» AIM: Only the lines from the one with "Where can the mountain be" to the last line belong in your answer; write them out exactly and drop the pictures.

» DATA FOR THIS EXERCISE:
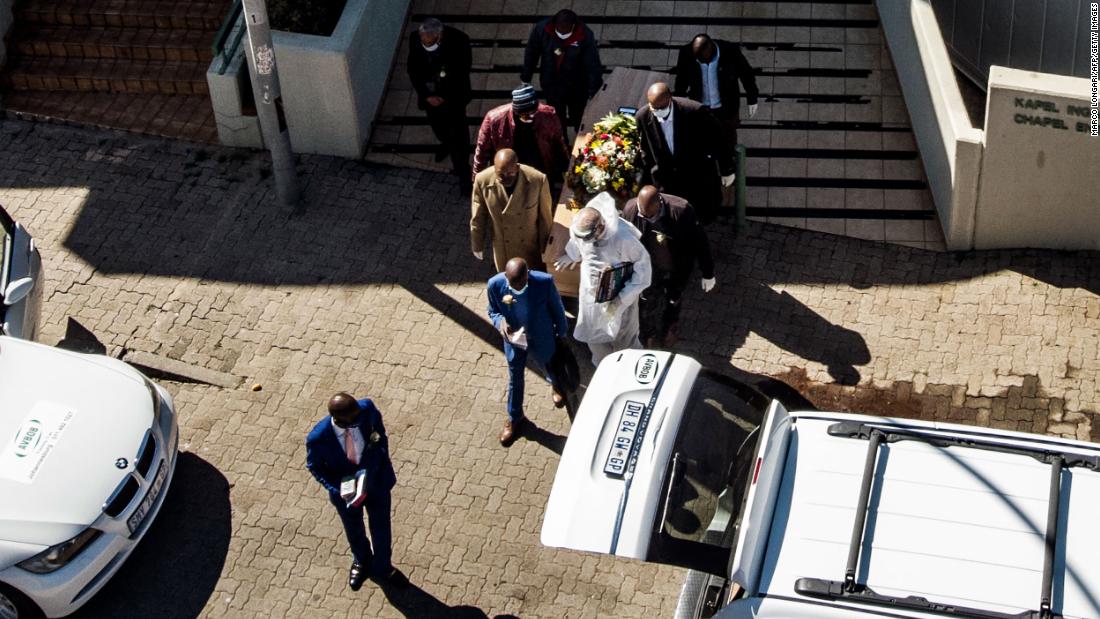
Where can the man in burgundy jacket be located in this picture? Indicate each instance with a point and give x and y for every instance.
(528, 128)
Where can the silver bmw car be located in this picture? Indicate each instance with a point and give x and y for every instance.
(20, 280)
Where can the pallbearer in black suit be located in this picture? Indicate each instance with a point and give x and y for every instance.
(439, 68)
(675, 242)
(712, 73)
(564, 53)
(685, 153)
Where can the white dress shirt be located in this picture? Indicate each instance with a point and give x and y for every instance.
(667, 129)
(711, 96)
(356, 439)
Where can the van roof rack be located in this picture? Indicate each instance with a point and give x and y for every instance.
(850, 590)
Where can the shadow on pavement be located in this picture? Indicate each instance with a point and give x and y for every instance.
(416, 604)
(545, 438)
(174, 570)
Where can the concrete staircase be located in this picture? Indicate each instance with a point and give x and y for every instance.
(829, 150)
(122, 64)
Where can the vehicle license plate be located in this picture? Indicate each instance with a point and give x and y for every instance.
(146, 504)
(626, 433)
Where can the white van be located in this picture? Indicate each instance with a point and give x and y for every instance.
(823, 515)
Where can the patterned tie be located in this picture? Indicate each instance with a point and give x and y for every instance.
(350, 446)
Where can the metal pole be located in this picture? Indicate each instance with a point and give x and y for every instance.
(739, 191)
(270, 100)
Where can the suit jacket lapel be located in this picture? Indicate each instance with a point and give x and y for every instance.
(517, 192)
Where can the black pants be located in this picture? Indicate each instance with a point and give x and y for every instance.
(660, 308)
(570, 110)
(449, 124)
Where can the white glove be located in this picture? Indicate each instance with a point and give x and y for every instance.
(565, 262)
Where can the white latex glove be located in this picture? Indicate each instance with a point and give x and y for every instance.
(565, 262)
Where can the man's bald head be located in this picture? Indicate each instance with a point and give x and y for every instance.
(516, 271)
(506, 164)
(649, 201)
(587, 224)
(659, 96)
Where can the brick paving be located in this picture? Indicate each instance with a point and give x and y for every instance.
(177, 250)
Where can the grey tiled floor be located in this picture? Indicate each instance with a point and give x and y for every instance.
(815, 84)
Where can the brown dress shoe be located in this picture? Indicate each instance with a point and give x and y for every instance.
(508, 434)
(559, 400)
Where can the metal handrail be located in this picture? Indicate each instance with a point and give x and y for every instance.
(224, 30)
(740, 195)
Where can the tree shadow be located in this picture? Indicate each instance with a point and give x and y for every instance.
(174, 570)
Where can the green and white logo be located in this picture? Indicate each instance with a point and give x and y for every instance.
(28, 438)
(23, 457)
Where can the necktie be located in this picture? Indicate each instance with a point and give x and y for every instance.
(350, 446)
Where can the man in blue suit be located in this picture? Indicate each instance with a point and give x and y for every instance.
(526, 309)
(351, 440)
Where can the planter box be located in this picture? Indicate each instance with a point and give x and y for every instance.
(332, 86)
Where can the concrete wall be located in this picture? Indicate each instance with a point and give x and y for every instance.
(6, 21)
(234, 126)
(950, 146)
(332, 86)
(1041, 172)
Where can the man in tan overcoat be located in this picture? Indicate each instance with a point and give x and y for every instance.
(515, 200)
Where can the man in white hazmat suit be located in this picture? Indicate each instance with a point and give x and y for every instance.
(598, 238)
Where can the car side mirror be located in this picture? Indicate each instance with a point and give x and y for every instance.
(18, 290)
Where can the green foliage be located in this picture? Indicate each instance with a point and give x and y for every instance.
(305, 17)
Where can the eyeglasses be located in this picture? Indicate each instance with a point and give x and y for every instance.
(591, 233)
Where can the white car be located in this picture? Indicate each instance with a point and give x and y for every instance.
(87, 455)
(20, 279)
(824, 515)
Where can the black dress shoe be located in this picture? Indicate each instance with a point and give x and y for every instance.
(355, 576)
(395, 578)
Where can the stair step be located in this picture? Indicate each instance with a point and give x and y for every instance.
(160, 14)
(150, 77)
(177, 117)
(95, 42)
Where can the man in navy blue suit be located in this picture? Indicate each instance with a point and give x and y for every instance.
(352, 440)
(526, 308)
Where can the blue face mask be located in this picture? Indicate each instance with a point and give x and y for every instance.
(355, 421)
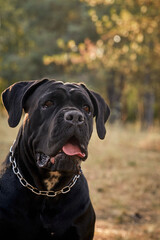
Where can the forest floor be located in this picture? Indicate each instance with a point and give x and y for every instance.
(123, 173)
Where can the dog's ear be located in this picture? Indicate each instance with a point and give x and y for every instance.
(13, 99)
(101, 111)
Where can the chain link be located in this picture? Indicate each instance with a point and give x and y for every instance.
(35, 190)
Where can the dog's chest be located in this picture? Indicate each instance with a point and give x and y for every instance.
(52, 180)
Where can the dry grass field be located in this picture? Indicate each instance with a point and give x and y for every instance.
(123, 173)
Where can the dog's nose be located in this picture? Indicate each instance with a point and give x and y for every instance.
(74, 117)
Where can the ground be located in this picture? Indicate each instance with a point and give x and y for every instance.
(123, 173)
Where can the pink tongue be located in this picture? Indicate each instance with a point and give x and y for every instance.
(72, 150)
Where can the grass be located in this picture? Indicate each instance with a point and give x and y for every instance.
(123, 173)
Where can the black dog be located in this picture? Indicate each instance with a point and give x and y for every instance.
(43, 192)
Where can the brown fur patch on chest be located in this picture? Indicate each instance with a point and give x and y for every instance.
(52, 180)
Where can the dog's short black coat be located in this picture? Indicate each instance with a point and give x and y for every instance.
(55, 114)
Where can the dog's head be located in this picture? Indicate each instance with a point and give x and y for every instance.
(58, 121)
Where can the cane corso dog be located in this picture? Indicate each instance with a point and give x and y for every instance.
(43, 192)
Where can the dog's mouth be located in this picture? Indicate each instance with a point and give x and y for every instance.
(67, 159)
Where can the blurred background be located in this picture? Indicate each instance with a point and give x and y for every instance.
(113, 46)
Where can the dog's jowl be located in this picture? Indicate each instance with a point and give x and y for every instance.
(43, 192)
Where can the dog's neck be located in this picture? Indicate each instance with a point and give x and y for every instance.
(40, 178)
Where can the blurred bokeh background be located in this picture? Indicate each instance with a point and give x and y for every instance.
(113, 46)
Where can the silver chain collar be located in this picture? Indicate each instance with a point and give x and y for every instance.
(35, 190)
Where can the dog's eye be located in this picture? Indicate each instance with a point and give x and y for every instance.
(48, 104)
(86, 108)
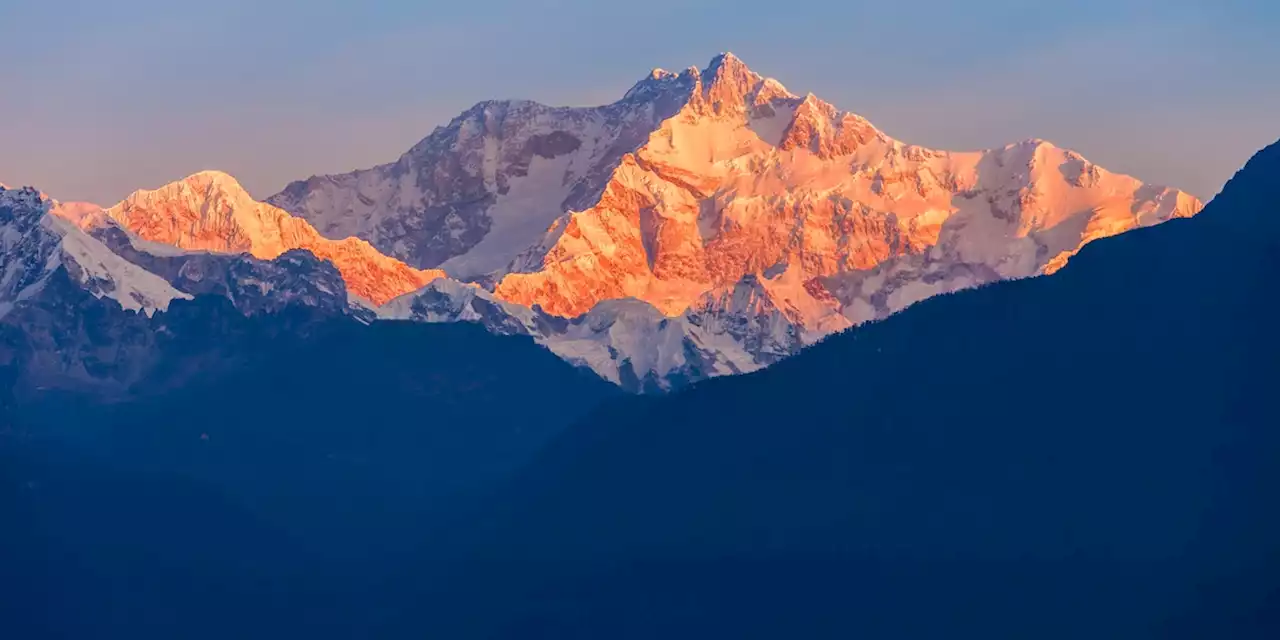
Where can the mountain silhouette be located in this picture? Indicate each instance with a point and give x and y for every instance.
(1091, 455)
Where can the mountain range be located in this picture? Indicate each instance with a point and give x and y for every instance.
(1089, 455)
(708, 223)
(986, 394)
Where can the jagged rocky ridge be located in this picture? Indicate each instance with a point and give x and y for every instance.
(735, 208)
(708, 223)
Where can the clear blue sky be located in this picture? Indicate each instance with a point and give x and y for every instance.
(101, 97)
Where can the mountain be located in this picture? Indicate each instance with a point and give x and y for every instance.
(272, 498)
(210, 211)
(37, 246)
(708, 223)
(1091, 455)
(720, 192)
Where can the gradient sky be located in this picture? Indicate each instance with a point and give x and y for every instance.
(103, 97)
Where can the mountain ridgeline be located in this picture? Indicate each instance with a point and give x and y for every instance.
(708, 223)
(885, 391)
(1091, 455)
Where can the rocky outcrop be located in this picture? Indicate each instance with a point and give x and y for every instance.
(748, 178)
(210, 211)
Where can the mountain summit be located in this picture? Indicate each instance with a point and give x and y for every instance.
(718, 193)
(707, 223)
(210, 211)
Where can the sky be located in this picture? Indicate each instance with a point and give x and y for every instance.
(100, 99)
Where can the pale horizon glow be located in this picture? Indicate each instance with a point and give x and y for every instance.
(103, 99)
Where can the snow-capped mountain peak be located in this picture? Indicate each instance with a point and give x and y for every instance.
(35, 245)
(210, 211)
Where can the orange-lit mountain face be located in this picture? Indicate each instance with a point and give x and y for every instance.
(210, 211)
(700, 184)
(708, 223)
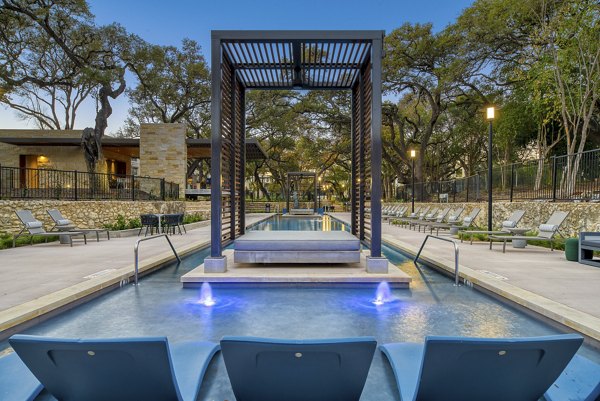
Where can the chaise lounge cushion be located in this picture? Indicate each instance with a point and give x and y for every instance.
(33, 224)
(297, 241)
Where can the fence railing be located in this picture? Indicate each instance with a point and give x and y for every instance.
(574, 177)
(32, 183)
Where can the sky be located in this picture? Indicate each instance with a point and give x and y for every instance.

» ANSWER TO THIS EXERCISE:
Where can the mountain be located in this picture? Indicate each instance with a point and give x and y for every instance.
(272, 498)
(210, 211)
(37, 246)
(708, 223)
(1091, 455)
(720, 192)
Where can the gradient sky be located in this picture? Indicate each instance with a point and give x and y for every instance.
(103, 97)
Where can the mountain ridgeline be located in this picture? Indicate each instance with a point and give x and y for every instance.
(708, 223)
(885, 391)
(1091, 455)
Where can the rocky outcrop be located in this picture? Indicate each instance with a point and give x and y for every instance.
(748, 178)
(210, 211)
Where can the mountain summit be located in this picture? Indicate each instance with a point and give x and y for every instance.
(718, 193)
(707, 223)
(210, 211)
Where can the sky be located in this picture? Indicate each instance with a point and give x and y for every instance.
(100, 99)
Where can the pale horizon glow be located in this picture? Indicate each instance with a point and give x and y for every instance.
(103, 99)
Where can the snow-capped mountain peak be located in this picture? Indicate each instance with a point and give x and y for every instance.
(35, 245)
(210, 211)
Where can the orange-lit mountain face be located in this picture? Indicate each instance with a point and give x and y for every instance.
(210, 211)
(700, 184)
(708, 223)
Where can the chaise lounge cushion be located in this picture? Indicate each instance with a point and give x and y for every instance.
(33, 224)
(297, 241)
Where can the fence railing be located in this picture? Indicate each instance with a point and give x and y for every instance.
(574, 177)
(32, 183)
Where can the sky be located in this picture? Indicate each instance with a point and give x and y for every instance.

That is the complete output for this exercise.